Written task - Rewrite the entries below, substituting "Follow this format" for every occurrence of "Use this form" and leaving everything else as it is.

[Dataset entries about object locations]
# # # # #
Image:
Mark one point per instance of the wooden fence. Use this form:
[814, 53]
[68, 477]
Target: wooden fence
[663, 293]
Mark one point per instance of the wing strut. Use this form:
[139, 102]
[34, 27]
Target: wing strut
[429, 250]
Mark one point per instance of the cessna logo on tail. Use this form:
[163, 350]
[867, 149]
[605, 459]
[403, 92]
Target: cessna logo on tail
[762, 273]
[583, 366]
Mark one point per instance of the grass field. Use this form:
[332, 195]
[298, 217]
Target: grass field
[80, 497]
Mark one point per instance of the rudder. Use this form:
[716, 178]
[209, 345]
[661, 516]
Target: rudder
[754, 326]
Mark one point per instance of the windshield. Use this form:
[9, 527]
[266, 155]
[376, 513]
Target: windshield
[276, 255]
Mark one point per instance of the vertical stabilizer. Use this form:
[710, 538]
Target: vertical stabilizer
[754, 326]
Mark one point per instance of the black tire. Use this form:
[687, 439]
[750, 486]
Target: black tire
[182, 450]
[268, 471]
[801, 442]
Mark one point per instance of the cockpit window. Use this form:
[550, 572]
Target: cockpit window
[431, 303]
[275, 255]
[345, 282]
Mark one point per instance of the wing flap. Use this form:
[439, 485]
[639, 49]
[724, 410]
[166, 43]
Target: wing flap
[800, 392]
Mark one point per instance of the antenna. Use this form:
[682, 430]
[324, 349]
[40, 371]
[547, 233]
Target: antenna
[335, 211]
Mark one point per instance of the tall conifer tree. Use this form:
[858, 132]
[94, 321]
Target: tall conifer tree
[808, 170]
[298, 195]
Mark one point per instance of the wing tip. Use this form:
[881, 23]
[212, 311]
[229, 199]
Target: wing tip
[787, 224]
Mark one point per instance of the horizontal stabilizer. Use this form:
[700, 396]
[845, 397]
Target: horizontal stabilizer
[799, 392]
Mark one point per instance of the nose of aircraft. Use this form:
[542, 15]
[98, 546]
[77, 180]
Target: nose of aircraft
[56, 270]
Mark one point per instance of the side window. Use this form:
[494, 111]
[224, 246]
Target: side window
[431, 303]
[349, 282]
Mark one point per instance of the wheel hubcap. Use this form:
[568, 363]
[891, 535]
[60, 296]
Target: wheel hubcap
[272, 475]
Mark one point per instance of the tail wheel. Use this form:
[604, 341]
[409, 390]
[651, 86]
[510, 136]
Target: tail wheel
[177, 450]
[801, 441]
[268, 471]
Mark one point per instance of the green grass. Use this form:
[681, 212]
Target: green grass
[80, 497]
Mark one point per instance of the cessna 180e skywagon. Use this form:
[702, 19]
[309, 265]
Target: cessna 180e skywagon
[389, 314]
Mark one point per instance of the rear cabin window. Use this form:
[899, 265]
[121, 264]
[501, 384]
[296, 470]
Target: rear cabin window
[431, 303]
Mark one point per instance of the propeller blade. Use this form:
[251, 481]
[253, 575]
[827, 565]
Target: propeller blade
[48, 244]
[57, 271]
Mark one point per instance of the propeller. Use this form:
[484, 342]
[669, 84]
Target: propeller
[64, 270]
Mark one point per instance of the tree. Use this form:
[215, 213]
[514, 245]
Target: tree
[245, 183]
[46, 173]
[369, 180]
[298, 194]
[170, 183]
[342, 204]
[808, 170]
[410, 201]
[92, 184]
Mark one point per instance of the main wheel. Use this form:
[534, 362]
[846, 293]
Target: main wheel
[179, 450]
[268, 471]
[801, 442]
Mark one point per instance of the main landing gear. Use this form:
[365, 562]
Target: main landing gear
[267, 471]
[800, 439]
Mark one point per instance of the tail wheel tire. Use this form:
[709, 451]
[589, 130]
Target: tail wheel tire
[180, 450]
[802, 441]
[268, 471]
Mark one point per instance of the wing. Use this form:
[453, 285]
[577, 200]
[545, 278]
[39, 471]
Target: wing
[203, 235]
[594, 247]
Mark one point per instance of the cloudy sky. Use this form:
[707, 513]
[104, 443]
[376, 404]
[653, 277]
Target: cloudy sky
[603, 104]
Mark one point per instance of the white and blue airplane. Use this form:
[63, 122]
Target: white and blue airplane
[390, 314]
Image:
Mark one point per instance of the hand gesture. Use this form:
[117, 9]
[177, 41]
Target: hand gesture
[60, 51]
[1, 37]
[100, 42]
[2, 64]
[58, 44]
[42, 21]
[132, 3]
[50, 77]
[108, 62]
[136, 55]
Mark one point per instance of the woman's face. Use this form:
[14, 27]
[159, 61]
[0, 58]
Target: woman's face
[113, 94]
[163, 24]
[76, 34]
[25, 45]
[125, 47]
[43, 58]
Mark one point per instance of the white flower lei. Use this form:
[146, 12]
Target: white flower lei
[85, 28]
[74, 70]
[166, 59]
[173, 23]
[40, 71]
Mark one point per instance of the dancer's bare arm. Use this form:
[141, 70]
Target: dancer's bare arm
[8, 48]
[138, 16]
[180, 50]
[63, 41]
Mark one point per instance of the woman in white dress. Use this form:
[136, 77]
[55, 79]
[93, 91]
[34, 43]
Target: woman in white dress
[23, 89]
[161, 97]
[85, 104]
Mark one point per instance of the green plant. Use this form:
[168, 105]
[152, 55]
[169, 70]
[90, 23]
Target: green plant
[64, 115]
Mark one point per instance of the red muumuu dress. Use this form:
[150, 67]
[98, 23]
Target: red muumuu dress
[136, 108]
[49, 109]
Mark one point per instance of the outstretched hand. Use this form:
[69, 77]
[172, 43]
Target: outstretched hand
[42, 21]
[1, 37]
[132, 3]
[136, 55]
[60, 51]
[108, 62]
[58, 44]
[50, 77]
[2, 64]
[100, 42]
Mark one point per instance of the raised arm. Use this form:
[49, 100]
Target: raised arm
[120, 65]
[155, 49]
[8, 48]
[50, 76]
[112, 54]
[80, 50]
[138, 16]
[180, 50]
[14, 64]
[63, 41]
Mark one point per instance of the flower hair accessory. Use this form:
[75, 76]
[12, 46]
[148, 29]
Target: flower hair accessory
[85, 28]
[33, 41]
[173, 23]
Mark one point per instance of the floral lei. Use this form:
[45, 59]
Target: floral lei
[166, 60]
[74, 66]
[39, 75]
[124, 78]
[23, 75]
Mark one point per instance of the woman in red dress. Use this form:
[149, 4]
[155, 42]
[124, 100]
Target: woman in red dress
# # # # #
Reply to the task -
Image:
Mark one point per instance of the wooden fence. Follow this format:
[814, 53]
[68, 477]
Target: wooden fence
[663, 293]
Mark one point per instance of the wing strut. Follow this format:
[139, 102]
[34, 27]
Target: wing strut
[429, 250]
Mark one point per instance of the cessna logo on tail. Follow this format:
[163, 350]
[867, 149]
[605, 459]
[403, 92]
Target: cessna logo on tail
[762, 273]
[583, 366]
Mark one point per instance of the grass field. Follow this format:
[332, 195]
[298, 217]
Target: grass field
[80, 497]
Mark one point per instance of the rudder. Follow this format:
[716, 178]
[209, 345]
[661, 516]
Target: rudder
[754, 326]
Mark one point per instance of the windshield. Follow this format:
[9, 527]
[266, 155]
[376, 513]
Target: windshield
[276, 255]
Mark one point per instance of the vertical stabilizer. Follow this format:
[710, 538]
Target: vertical stabilizer
[754, 326]
Mark one point per instance of the black tire. Follow this format:
[687, 439]
[750, 486]
Target: black tire
[182, 450]
[268, 471]
[801, 442]
Mark one point per instance of the cockpit window. Follow this format:
[550, 572]
Target: cockpit window
[431, 303]
[275, 255]
[345, 282]
Mark one point per instance of the wing flap. Follow this format:
[439, 485]
[639, 49]
[724, 410]
[166, 43]
Target: wing flap
[800, 392]
Mark one point per instance of the antenna. Follow this format:
[682, 430]
[324, 349]
[40, 371]
[547, 233]
Target: antenna
[335, 211]
Mark one point per instance of the tall conifer tree. Follow this format:
[858, 132]
[94, 321]
Target: tall conifer tree
[808, 170]
[298, 195]
Mark one point per instance of the wing tip. Follow this format:
[881, 23]
[212, 311]
[229, 199]
Target: wing tip
[787, 224]
Mark one point per instance of the horizontal stabilizer. Follow this format:
[700, 396]
[845, 397]
Target: horizontal stabilizer
[799, 392]
Mark one point per instance of the nose of aircraft. Follow this format:
[542, 15]
[98, 546]
[77, 180]
Target: nose of aircraft
[56, 270]
Mark one point per instance of the side window. Follow this format:
[494, 111]
[224, 246]
Target: side window
[431, 303]
[349, 282]
Mark one point per instance of the wheel hubcap. Follow this format:
[568, 363]
[891, 535]
[60, 296]
Target: wheel hubcap
[272, 475]
Mark one point per instance of the tail wheel. Follow this format:
[604, 341]
[409, 390]
[651, 86]
[510, 136]
Target: tail wheel
[177, 450]
[801, 441]
[268, 471]
Mark one point per instance of the green grass. Follow this format:
[681, 212]
Target: green grass
[80, 497]
Mark one point per instance of the cessna 180e skywagon. Follow this format:
[702, 19]
[309, 265]
Target: cessna 180e skywagon
[389, 314]
Mark one point per instance of the rear cabin window. Follow this format:
[899, 265]
[121, 264]
[501, 384]
[296, 470]
Target: rear cabin window
[431, 303]
Mark one point per instance of the propeller blade. Follow this format:
[251, 481]
[253, 575]
[827, 565]
Target: propeller blade
[48, 244]
[57, 271]
Mark one point per instance of the propeller. Follow this format:
[484, 342]
[669, 84]
Target: propeller
[64, 270]
Mark one point per instance of the tree. Follow this format:
[215, 213]
[514, 245]
Target: tree
[245, 183]
[46, 173]
[369, 180]
[298, 194]
[170, 183]
[342, 204]
[808, 170]
[410, 201]
[92, 184]
Mark one point per instance of the main wheel. Follow this format:
[534, 362]
[846, 293]
Target: main wheel
[179, 450]
[268, 471]
[801, 442]
Mark one point per instance of the main landing gear. Follow this format:
[365, 562]
Target: main landing gear
[267, 471]
[800, 439]
Mark one point per instance of the tail wheel tire. Follow this format:
[709, 451]
[589, 130]
Target: tail wheel tire
[180, 450]
[802, 441]
[268, 471]
Mark one point per instance of the wing. Follow this format:
[453, 285]
[577, 200]
[545, 278]
[39, 471]
Target: wing
[203, 235]
[594, 247]
Mark one point per instance of the cloudy sky. Follow this format:
[707, 513]
[104, 443]
[376, 404]
[653, 277]
Target: cloudy sky
[603, 104]
Mark one point per instance of the white and blue airplane. Follow this format:
[63, 122]
Target: white and blue airplane
[390, 314]
Image:
Mark one point per instance of the hand gesture. Follow this format:
[117, 9]
[177, 41]
Target: hand gesture
[60, 51]
[1, 37]
[100, 42]
[2, 64]
[58, 44]
[42, 21]
[132, 3]
[50, 77]
[108, 62]
[136, 55]
Mark one point per instance of the woman's face. Follow this format:
[14, 27]
[159, 61]
[0, 58]
Target: woman's face
[113, 94]
[163, 24]
[76, 34]
[25, 45]
[125, 47]
[43, 58]
Mark one point per instance of the white flower lei. Follow this format:
[146, 12]
Target: white flower lei
[85, 28]
[74, 70]
[166, 59]
[173, 23]
[40, 71]
Mark one point per instance of the dancer's bare arm. Follow this format:
[141, 70]
Target: dancer's bare arm
[8, 48]
[138, 16]
[180, 50]
[63, 41]
Mark one point per instance of the woman in white dress. Follow this format:
[136, 77]
[55, 79]
[93, 91]
[34, 43]
Target: woman in white dress
[23, 89]
[161, 97]
[85, 104]
Mark one point per instance of the green plant. Follow this format:
[168, 105]
[152, 55]
[169, 70]
[90, 23]
Target: green plant
[64, 115]
Mark one point per instance of the red muumuu dress. Follow this format:
[150, 67]
[98, 23]
Target: red muumuu dress
[136, 108]
[49, 109]
Mark one point per instance of the outstretched hand. Follow this format:
[69, 77]
[172, 43]
Target: outstretched hand
[42, 21]
[1, 37]
[132, 3]
[136, 55]
[60, 51]
[108, 62]
[58, 44]
[50, 77]
[2, 64]
[100, 42]
Mark one point per instance of the raised arm. Follow this format:
[49, 100]
Target: raised arm
[120, 65]
[155, 49]
[8, 48]
[50, 76]
[112, 54]
[80, 50]
[138, 16]
[180, 50]
[14, 64]
[63, 41]
Mark one point per instance of the flower hair accessory. Follow this format:
[75, 76]
[12, 46]
[148, 29]
Target: flower hair accessory
[85, 28]
[33, 41]
[173, 23]
Mark one point per instance of the floral lei. Follow this format:
[45, 59]
Target: floral lei
[166, 60]
[74, 66]
[39, 75]
[124, 78]
[23, 75]
Mark one point per instance of the woman in red dress. Follow this format:
[149, 4]
[155, 42]
[124, 100]
Target: woman in red dress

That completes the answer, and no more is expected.